* Your goal *
Echo back the lines from the beginning through the one containing "POLYGON ((175 218, 172", unchanged.
--- START OF Data provided ---
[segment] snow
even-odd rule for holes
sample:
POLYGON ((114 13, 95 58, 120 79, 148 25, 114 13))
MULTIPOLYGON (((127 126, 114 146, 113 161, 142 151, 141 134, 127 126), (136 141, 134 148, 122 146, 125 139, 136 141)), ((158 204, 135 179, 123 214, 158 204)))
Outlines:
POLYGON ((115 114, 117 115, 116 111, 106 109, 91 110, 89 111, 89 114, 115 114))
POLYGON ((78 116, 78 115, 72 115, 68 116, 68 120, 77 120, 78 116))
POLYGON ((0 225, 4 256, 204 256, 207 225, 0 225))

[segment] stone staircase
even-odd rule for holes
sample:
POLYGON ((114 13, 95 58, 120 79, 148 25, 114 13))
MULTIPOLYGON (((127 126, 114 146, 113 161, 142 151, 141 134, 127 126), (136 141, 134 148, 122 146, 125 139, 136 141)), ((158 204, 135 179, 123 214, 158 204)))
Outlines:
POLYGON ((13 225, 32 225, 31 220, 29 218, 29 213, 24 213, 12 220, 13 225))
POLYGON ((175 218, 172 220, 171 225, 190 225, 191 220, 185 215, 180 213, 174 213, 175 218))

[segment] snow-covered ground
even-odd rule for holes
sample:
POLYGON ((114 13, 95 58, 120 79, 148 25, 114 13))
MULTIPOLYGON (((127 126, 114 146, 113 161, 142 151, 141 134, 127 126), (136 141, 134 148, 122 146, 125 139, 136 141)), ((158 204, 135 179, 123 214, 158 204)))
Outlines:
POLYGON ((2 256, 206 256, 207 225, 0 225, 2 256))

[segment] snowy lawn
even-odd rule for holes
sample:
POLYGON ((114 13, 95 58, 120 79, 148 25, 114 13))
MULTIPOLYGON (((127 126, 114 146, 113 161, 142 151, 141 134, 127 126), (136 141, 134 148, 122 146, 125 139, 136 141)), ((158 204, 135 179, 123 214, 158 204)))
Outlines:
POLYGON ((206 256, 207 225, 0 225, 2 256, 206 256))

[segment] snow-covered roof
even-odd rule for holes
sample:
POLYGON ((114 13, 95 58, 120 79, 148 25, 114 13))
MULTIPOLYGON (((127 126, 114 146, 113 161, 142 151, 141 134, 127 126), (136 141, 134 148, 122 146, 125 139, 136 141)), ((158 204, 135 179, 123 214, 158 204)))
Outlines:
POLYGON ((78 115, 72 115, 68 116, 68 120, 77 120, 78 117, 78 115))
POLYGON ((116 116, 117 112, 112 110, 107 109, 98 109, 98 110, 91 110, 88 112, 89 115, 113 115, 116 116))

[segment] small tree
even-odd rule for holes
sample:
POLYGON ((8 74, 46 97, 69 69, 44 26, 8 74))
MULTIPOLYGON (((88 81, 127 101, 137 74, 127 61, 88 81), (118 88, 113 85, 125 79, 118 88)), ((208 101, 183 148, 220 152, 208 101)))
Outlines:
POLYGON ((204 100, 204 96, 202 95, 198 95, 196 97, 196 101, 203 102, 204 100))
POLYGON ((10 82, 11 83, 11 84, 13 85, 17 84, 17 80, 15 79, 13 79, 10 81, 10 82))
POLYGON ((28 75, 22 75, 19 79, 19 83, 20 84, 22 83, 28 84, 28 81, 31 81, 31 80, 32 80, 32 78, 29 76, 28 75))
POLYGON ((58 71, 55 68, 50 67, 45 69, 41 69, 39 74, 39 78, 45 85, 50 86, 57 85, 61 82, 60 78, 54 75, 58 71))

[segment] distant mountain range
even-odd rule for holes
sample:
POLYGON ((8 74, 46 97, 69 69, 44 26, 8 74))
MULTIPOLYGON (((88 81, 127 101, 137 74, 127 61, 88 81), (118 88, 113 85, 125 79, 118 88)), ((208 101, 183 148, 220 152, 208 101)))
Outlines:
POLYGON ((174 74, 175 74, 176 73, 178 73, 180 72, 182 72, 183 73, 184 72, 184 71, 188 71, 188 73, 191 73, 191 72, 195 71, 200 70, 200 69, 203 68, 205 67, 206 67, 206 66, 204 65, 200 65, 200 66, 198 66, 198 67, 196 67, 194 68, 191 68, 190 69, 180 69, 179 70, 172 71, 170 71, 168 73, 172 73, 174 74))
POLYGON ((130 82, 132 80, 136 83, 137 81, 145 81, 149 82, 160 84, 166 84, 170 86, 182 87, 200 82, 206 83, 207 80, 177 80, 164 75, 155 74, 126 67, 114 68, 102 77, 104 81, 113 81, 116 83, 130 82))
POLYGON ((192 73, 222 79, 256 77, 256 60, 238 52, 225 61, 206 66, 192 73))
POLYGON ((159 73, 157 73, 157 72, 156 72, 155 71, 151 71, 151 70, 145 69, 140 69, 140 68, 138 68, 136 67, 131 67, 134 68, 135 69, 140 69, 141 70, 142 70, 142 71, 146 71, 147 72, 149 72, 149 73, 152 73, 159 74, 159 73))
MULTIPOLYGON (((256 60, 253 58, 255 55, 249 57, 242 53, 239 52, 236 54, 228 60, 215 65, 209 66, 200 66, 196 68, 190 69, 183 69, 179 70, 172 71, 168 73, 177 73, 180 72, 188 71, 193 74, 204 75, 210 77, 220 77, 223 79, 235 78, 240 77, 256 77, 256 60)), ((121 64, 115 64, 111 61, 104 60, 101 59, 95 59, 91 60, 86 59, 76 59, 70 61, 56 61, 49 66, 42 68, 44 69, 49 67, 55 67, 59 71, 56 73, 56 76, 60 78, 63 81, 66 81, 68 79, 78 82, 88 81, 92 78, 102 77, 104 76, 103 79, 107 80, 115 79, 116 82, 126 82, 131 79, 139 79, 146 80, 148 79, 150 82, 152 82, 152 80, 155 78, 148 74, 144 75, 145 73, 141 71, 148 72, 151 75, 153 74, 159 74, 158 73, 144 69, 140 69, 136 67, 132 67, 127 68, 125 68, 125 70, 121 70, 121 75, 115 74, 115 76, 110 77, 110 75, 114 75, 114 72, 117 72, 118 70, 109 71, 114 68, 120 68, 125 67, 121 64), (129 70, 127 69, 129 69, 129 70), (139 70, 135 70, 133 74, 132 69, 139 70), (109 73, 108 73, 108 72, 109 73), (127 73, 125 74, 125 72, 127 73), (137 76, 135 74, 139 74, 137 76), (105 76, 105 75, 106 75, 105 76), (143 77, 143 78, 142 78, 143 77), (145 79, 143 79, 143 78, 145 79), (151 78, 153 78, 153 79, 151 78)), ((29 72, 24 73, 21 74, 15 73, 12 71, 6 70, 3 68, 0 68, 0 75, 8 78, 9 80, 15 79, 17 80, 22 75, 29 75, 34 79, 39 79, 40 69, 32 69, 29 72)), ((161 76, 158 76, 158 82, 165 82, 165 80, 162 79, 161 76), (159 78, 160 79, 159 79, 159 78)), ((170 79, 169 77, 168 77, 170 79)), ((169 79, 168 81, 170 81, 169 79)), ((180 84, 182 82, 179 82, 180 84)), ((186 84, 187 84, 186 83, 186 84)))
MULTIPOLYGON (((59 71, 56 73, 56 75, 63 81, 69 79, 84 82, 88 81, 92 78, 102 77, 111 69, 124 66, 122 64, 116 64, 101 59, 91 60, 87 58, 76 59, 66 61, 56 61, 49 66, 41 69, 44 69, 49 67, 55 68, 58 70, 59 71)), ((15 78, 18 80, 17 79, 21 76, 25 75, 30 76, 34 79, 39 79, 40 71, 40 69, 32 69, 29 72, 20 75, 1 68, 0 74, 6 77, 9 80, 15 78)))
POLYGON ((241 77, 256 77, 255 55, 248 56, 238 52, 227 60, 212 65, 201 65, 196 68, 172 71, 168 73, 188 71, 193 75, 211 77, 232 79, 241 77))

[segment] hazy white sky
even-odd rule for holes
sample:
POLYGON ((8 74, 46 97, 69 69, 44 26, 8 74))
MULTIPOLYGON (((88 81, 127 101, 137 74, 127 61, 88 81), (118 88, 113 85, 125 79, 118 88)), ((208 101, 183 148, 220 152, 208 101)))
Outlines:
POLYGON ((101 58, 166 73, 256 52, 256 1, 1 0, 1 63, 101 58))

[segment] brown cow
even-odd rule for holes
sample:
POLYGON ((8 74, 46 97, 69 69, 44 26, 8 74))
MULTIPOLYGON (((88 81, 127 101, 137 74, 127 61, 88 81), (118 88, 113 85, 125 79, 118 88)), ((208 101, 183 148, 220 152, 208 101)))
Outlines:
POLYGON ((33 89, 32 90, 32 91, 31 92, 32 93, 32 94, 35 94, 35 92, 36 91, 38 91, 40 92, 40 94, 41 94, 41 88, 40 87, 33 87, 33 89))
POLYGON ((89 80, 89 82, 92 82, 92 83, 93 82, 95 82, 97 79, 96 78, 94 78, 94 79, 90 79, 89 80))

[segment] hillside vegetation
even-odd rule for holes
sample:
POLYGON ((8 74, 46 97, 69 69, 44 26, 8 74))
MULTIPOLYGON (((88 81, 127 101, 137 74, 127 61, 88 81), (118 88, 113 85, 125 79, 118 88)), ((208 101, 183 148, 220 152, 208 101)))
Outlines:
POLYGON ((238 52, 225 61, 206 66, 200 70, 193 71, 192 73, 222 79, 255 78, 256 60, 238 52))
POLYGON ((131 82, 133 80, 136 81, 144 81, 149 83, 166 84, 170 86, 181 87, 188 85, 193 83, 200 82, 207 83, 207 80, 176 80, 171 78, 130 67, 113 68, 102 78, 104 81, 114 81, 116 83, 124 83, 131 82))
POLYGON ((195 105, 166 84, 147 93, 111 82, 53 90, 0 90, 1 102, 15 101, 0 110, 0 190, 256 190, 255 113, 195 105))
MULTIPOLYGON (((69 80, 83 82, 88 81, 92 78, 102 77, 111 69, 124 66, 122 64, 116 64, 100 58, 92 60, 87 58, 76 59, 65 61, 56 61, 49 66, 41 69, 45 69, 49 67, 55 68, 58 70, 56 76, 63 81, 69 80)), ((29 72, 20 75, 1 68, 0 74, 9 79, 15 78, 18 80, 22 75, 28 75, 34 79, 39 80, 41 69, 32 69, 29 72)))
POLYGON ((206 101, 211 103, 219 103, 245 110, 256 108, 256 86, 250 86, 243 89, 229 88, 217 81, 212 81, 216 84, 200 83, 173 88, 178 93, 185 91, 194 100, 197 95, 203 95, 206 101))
--- END OF Data provided ---
* Result of this exercise *
[segment] snow
even-odd rule for holes
sample:
POLYGON ((114 13, 95 58, 120 79, 148 25, 114 13))
MULTIPOLYGON (((127 126, 114 146, 113 161, 142 151, 141 134, 127 126), (136 141, 134 148, 122 146, 125 139, 136 141)), ((158 204, 135 179, 123 214, 158 204)))
Outlines:
POLYGON ((115 114, 117 115, 116 111, 106 109, 91 110, 89 111, 89 114, 115 114))
POLYGON ((78 116, 78 115, 72 115, 68 116, 68 120, 77 120, 78 116))
POLYGON ((0 225, 4 256, 204 256, 207 225, 0 225))

[segment] stone staircase
even-odd rule for holes
sample:
POLYGON ((114 13, 95 58, 120 79, 148 25, 114 13))
MULTIPOLYGON (((127 126, 114 146, 113 161, 142 151, 141 134, 127 126), (136 141, 134 148, 122 146, 125 139, 136 141)), ((158 204, 135 179, 123 214, 158 204)))
Outlines:
POLYGON ((13 225, 32 225, 31 220, 29 218, 29 213, 24 213, 12 220, 13 225))
POLYGON ((175 218, 172 220, 171 225, 190 225, 191 220, 185 215, 180 213, 174 213, 175 218))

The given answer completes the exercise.